## Activity
Retype the listing exactly. Leave out the images.

## Exercise inputs
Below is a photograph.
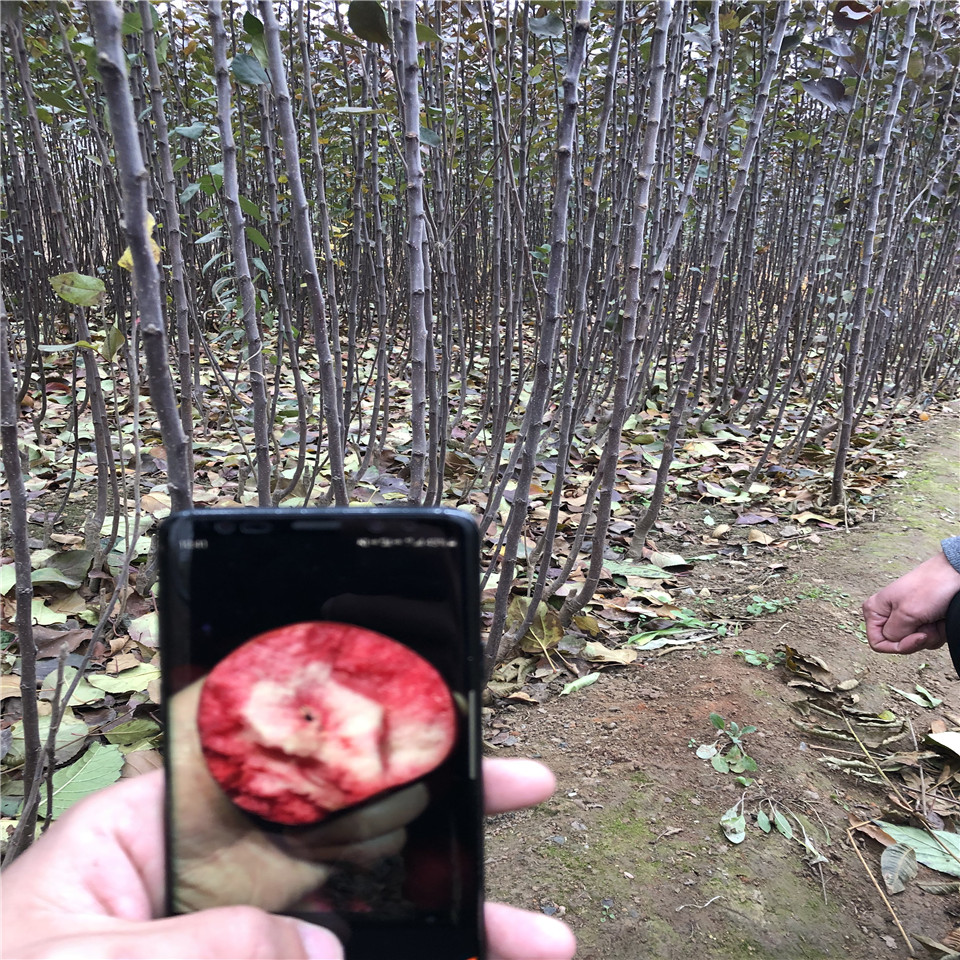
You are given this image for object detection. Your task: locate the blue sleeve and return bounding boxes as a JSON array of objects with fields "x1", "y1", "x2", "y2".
[
  {"x1": 943, "y1": 537, "x2": 960, "y2": 574},
  {"x1": 943, "y1": 539, "x2": 960, "y2": 680}
]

## Your solution
Below is a photograph.
You are given this image for object detection. Your task: locate the blue sleeve and return bounding boxes as a JSON array of objects with fields "x1", "y1", "x2", "y2".
[
  {"x1": 943, "y1": 537, "x2": 960, "y2": 574},
  {"x1": 943, "y1": 539, "x2": 960, "y2": 680}
]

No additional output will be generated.